Will you give the material below again, every line exactly as it is?

╔══

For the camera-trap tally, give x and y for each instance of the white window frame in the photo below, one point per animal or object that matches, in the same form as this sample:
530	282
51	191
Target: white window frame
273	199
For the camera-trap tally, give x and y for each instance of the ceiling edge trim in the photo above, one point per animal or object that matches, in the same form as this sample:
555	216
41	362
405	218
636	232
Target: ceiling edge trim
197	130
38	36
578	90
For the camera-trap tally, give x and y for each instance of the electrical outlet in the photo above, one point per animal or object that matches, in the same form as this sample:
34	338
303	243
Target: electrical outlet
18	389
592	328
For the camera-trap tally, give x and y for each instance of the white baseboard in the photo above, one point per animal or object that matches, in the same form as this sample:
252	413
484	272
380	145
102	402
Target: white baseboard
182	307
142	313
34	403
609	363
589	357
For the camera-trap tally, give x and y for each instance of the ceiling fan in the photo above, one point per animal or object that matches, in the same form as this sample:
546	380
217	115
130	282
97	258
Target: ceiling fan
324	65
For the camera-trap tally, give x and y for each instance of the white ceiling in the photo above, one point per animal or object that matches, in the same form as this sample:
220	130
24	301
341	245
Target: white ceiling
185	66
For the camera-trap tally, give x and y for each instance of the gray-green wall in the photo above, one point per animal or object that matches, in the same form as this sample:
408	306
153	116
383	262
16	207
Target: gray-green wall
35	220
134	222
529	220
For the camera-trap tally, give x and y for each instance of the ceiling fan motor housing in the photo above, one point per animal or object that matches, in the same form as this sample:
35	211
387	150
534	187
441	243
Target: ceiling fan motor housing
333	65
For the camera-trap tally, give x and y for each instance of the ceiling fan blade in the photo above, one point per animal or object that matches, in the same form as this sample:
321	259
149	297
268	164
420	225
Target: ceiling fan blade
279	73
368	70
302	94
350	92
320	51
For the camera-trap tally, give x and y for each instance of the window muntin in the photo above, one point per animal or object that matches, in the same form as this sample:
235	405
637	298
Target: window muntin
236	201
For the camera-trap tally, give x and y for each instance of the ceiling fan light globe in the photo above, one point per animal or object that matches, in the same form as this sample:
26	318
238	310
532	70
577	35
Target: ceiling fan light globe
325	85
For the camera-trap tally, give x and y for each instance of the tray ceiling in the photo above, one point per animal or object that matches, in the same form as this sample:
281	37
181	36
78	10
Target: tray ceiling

╚══

● **The result**:
For the camera-trap tally, give x and y for each instance of the white window frame in the photo below, one point per animal or object that matches, in the same form as this sample:
530	282
51	191
Target: white window frame
273	199
For the camera-trap tally, give x and y for each instance of the ceiling edge trim in the photo above, one point per animal or object that matches, in the same form as this sample:
555	216
41	362
405	218
636	232
Target: ceiling edge trim
197	130
38	36
578	90
For the camera-trap tally, give x and y for each instance of the electrical outlet in the photo above, one point per animal or object that matches, in the same form as this sample:
34	338
303	243
Target: electrical outlet
18	389
592	328
For the camera-trap tally, give x and y for each instance of the white baseboard in the photo above, one point per animal or object that matches, in the same form as this sample:
252	413
484	272
380	145
102	402
Target: white baseboard
182	307
142	313
34	403
609	363
589	357
For the camera-trap tally, give x and y for each instance of the ceiling fan in the photo above, one point per animal or object that matches, in the same form as this sample:
546	380
217	115
130	282
97	258
Target: ceiling fan
324	65
For the camera-trap tally, give x and y for each instance of the white ceiling in the photo above, one point per animal or object that matches, in the same form as this sample:
220	130
24	301
341	245
Target: white ceiling
185	66
For the camera-trap tally, give x and y for each instance of the gray-green wall in the photo above, one point per animal or object that matches, in the same form as this sample:
408	306
153	116
383	262
16	207
Target: gray-green wall
35	220
134	222
529	220
For the camera-trap tally, give x and y for each instance of the ceiling fan motor housing in the photo above, one point per animal or object that matches, in the same form as this sample:
35	211
387	150
534	187
441	243
Target: ceiling fan motor housing
333	65
For the camera-trap tally, give x and y for each instance of the ceiling fan blade in the photo above, one point per animal or object that matches, in the same form as this sample:
321	259
149	297
268	164
420	225
Target: ceiling fan blade
279	73
368	70
302	94
350	92
320	51
For the camera-trap tally, give x and y for each instance of the window muntin in the photo above, one point per animal or object that matches, in the same form as this sample:
235	405
637	298
Target: window muntin
236	201
For the camera-trap tally, give x and y for each instance of the ceiling fan light globe in the photo above, one point per animal or object that matches, in the same form as this sample:
26	318
238	310
532	70
577	35
Target: ceiling fan light globe
325	85
For the camera-trap tally, give x and y for each instance of the tray ceiling in the photo above, one point per animal or object that matches, in the same form as this sample:
281	37
181	36
78	10
Target: tray ceiling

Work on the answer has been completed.